- **STATED TASK**
From the line that includes "Keep to these rules. Indicate every instance of the fruit" to the last line of the data, quote each line precisely; both boundary lines belong in the answer.
══════════
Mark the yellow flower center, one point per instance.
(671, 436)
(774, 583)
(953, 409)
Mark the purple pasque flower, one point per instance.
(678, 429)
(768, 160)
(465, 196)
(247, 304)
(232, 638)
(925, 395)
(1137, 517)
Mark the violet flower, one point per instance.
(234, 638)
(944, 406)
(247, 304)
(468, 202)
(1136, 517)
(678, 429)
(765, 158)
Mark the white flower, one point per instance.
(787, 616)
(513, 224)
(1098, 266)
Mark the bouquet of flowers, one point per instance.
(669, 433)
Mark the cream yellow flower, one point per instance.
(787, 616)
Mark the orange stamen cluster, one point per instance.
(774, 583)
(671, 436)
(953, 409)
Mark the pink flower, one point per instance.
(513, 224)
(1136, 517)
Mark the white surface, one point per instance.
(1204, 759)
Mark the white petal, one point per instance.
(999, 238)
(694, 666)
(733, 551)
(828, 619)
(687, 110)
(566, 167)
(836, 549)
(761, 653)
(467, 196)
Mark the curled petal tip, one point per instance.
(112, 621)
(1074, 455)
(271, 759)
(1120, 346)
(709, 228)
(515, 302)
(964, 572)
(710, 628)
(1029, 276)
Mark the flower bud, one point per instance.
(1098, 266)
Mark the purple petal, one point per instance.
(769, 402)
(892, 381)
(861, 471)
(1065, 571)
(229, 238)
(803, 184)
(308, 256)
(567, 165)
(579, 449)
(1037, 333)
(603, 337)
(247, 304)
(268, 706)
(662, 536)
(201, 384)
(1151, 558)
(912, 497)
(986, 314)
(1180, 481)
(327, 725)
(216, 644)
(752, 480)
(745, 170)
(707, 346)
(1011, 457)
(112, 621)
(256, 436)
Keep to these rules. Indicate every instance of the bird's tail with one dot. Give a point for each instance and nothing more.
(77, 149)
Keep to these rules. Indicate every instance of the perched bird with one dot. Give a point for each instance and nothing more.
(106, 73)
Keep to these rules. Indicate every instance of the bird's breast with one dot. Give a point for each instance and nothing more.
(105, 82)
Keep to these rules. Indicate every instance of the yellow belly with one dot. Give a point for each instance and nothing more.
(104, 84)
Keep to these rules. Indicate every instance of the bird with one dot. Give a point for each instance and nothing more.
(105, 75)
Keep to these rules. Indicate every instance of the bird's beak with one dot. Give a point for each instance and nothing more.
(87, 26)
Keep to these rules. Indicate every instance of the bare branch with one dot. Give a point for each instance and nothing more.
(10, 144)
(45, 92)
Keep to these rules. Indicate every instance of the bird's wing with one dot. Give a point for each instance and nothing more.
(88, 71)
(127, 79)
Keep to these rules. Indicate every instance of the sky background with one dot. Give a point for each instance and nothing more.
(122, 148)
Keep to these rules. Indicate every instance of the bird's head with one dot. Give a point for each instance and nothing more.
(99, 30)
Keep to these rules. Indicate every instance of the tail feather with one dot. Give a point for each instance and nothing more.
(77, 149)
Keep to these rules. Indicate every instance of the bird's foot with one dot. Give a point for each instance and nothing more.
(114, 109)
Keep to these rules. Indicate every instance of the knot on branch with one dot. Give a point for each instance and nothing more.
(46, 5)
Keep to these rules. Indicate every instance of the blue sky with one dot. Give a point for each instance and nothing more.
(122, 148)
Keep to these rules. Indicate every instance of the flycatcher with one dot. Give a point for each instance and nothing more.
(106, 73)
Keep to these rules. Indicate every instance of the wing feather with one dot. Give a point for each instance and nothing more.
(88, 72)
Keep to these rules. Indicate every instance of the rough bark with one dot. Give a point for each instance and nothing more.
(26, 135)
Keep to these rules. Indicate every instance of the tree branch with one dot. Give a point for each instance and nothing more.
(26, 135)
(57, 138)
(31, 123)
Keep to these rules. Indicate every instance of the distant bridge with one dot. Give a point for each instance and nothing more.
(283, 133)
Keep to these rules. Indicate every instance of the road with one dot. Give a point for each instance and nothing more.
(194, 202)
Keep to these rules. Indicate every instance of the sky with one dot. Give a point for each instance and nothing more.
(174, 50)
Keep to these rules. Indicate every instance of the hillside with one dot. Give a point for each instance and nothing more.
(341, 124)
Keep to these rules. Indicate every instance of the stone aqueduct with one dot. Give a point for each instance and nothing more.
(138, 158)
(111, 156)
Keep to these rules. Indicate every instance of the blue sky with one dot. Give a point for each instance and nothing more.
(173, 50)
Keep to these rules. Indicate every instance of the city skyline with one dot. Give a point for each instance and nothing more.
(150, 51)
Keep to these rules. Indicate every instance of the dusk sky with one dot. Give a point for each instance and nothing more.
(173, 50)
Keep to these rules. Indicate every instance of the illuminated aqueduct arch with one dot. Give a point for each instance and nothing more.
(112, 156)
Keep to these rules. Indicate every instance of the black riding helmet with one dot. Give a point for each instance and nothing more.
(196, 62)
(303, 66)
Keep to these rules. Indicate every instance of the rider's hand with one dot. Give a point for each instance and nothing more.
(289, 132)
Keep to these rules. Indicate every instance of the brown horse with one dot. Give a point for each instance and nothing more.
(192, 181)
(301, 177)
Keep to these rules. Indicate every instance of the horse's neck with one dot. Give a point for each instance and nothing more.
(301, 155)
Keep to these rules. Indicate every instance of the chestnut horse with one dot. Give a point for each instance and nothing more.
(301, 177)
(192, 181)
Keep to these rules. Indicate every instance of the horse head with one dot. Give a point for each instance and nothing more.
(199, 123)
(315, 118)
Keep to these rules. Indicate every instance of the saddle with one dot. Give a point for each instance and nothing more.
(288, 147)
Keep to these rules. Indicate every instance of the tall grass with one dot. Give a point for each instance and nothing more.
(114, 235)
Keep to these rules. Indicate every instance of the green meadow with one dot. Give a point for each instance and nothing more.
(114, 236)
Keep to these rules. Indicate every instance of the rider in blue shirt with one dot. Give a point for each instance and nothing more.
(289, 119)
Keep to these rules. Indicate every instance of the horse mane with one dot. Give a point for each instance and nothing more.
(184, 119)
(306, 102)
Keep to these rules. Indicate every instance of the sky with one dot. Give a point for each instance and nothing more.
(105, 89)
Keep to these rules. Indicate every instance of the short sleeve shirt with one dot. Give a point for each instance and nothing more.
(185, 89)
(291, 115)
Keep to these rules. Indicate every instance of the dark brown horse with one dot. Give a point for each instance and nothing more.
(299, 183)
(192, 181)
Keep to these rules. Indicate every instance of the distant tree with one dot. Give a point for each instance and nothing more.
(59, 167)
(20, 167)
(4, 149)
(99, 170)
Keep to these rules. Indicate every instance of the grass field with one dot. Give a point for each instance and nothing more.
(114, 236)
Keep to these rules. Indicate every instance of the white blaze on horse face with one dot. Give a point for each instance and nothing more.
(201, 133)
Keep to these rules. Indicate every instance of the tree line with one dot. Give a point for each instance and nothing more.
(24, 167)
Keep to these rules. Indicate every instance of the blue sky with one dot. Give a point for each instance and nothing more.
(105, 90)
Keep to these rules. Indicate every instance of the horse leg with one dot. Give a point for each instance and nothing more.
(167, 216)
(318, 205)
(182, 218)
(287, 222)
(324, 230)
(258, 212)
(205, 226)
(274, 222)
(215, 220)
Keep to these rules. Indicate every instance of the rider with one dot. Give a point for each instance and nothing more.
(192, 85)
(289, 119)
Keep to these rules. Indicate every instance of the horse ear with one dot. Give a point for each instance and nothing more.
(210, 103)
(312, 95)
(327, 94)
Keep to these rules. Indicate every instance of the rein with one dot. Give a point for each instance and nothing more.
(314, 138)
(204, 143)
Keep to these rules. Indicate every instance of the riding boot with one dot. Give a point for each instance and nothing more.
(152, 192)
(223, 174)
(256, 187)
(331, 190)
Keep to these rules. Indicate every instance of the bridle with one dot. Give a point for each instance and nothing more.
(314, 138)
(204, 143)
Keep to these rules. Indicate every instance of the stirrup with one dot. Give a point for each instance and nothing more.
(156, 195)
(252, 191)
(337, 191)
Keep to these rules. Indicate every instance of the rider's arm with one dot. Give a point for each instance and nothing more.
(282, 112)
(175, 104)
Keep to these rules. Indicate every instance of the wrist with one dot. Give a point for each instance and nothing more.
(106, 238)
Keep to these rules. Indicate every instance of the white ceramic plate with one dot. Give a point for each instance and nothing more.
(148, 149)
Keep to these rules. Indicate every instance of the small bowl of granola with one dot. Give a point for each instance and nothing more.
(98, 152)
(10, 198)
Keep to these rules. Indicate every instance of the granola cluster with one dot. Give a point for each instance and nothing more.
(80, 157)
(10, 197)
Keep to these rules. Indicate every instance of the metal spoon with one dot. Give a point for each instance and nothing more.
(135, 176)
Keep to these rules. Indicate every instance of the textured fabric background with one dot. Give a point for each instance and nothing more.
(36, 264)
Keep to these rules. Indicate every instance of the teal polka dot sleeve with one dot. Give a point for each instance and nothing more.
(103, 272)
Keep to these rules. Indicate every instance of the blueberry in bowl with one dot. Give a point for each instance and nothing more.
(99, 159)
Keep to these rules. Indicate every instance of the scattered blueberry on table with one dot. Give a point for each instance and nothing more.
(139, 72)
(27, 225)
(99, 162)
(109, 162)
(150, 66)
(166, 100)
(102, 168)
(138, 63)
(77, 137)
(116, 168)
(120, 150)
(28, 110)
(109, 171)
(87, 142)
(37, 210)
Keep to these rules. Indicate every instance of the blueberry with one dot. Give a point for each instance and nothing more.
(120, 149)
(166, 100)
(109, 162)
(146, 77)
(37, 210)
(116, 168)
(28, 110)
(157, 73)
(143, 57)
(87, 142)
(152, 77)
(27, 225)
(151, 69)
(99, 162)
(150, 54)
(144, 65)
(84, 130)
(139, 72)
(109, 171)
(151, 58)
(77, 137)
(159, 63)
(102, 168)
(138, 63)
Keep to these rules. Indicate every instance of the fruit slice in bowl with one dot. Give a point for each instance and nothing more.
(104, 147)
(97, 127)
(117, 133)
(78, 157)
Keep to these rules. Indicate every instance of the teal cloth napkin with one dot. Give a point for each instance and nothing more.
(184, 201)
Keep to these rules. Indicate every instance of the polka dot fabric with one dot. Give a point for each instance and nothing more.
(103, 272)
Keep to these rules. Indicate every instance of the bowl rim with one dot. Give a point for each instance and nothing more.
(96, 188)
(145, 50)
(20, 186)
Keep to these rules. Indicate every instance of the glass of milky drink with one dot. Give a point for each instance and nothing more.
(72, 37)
══════════
- **TASK OUTPUT**
Keep to these rules. Indicate every instance of the fruit slice in bowl with one dot. Give a point for each instance and nothing more.
(104, 147)
(97, 127)
(117, 133)
(78, 157)
Keep to these rules. Indicate every instance of the teal cloth napkin with one dot. Give a point for each instance and nothing more.
(184, 201)
Keep to these rules. Indicate every instance of the polka dot fabric with one dot. Give a point for each instance and nothing more.
(103, 272)
Keep to these rules. Indicate every instance of the bowl rim with one dot. Give a point for each instance and nothing more.
(96, 188)
(145, 50)
(20, 186)
Keep to these rules. Indicate every instance of the glass of milky drink with one dot. Give a point for each instance and nothing more.
(72, 37)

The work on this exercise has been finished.